=== TESTO FORNITO ===
Non avere paura di chiedere aiuto

In questi giorni ho aggiornato la grafica del sito, l’ho reso un po’ più di tendenza e ho aggiunto delle belle foto.

Questo processo aiuta a svuotare la mente e a capire cosa non va.

 

Negli ultimi mesi ho perso 6 kg grazie all’inappetenza primaverile/estiva e al fatto che forse nel mio corpo succedeva qualcosa. Ora questi chili persi cominciano a ritornare pian piano, come un boomerang, e dato che il mio motto è “Sono la manager di me stessa, assumo il controllo”, ho deciso che le cose devono cambiare.

Ho deciso che se voglio essere presa sul serio, devo prendermi sul serio per prima.

Mi sono sempre reputata una brava cuoca e ho cercato di essere sempre aggiornata sulle nuove teorie della nutrizione e dei pasti bilanciati, la nuova piramide alimentare, che non è più quella che ci insegnavano negli anni ’90, l’importanza della limitazione con la carne.

Da qui però ho capito che da sola non ce la posso fare. Il mio corpo mi sta inviando dei segnali che devo cogliere per capire cosa c’è che non va.

Per questo ho deciso di affidarmi ad una nutrizionista. Un nutrizionista può essere un laureato in medicina o un biologo, il quale esercita la professione solo dopo il superamento dell’esame di stato e l’iscrizione all’Albo. Il biologo nutrizionista (questo è il mio caso) è un professionista che è in grado di valutare i bisogni nutritivi ed energetici delle persone e può, quindi, prescrivere autonomamente le opportune diete (ma non può prescrivere farmaci).

 

Al momento sono alla seconda visita. Mi è stato effettuato il test della BIA , ho un piano alimentare per questo primo mese che prevede la limitazione di proteine animali, latticini e glutine.

Per il momento sto molto bene. Vedremo cosa succederà nei prossimi mesi.
===
→ ESERCIZIO 1: Secondo il testo fornito, quanti chili sono stati persi negli ultimi mesi?
→ ESERCIZIO 2: Riscrivi la parte del testo fornito che comincia con le parole "Questo processo aiuta" e termina con "con la carne.", sostituendo "cuoca" con "pasticciera".
Basati esclusivamente sul testo fornito.
=== RECORD FORNITI ===
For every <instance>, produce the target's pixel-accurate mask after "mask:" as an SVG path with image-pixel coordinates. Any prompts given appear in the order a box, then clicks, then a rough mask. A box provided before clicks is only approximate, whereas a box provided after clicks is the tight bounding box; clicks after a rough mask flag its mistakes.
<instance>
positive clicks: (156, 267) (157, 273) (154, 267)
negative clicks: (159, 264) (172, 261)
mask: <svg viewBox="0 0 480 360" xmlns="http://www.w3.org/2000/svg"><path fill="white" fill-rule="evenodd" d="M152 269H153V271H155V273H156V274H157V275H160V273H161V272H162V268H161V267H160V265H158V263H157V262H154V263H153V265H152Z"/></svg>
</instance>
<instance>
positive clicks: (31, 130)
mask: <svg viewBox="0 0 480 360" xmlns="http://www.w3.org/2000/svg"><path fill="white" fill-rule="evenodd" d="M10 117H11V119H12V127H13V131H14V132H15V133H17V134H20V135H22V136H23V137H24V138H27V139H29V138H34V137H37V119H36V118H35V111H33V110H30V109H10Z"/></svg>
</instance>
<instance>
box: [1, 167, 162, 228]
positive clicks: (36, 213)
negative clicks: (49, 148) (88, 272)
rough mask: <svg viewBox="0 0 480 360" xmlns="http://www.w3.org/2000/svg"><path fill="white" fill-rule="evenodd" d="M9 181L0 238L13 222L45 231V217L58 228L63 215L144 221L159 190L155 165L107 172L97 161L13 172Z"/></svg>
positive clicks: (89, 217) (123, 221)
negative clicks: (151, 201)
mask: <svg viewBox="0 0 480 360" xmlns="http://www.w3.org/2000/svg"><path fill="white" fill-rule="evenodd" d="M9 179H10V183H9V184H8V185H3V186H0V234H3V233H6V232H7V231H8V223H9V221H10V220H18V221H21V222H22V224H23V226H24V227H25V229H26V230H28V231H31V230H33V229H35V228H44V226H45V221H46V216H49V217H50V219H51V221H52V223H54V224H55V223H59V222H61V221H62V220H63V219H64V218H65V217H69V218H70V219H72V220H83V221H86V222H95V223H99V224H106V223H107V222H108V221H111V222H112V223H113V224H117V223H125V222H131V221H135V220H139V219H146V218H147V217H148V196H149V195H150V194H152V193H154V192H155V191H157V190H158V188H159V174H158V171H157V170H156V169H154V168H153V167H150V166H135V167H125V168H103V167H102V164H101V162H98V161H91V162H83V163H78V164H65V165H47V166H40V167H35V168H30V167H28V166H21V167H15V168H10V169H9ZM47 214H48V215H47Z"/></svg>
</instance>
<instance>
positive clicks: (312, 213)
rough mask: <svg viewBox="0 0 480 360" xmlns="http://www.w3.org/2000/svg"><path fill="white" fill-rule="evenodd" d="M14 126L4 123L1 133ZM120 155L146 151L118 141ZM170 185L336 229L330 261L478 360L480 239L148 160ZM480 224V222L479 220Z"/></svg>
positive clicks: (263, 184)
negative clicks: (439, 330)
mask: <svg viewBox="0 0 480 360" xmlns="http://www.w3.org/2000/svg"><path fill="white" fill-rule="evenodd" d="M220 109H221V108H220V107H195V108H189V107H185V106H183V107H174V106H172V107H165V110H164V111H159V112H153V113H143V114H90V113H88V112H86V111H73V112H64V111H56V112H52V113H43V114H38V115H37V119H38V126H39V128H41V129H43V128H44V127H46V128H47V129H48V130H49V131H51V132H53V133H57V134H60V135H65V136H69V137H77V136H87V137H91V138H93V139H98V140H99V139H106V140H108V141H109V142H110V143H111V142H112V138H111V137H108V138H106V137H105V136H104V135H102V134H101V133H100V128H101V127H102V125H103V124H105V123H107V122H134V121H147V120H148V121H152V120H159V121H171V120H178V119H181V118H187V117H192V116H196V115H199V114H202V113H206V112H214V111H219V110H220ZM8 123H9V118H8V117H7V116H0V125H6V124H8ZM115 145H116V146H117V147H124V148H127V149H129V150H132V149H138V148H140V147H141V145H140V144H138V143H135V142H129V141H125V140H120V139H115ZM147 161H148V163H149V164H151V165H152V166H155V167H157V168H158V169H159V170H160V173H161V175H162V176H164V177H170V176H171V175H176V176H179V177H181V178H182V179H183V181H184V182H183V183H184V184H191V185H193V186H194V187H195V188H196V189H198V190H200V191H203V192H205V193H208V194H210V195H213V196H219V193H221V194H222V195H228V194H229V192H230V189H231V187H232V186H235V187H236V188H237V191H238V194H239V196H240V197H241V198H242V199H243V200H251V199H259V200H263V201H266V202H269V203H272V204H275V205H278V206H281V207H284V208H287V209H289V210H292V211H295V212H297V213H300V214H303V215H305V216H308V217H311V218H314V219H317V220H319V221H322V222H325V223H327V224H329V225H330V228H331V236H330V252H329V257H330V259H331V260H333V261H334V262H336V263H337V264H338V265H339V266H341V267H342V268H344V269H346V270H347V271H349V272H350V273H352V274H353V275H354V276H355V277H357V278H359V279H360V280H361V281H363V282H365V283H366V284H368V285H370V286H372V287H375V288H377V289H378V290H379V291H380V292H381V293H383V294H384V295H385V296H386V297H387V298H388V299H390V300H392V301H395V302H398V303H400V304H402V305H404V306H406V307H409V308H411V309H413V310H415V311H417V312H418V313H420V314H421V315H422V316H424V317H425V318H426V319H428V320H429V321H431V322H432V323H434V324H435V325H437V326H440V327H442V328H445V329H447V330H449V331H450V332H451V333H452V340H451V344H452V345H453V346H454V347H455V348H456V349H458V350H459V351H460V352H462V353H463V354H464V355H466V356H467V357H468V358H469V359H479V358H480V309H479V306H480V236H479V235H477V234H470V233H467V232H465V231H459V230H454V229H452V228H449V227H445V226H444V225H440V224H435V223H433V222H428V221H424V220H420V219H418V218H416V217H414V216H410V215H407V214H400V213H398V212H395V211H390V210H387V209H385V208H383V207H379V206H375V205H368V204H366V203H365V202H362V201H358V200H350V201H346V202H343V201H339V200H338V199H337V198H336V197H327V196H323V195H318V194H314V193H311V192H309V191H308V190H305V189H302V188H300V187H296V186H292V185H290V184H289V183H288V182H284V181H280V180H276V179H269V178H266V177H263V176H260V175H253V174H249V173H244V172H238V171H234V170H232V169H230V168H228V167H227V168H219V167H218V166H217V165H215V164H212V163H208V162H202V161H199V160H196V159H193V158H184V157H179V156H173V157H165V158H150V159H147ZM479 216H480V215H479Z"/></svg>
===
→ SOLUZIONE SCRITTA 1: 6 kg.

→ SOLUZIONE SCRITTA 2:
Questo processo aiuta a svuotare la mente e a capire cosa non va.

 

Negli ultimi mesi ho perso 6 kg grazie all’inappetenza primaverile/estiva e al fatto che forse nel mio corpo succedeva qualcosa. Ora questi chili persi cominciano a ritornare pian piano, come un boomerang, e dato che il mio motto è “Sono la manager di me stessa, assumo il controllo”, ho deciso che le cose devono cambiare.

Ho deciso che se voglio essere presa sul serio, devo prendermi sul serio per prima.

Mi sono sempre reputata una brava pasticciera e ho cercato di essere sempre aggiornata sulle nuove teorie della nutrizione e dei pasti bilanciati, la nuova piramide alimentare, che non è più quella che ci insegnavano negli anni ’90, l’importanza della limitazione con la carne.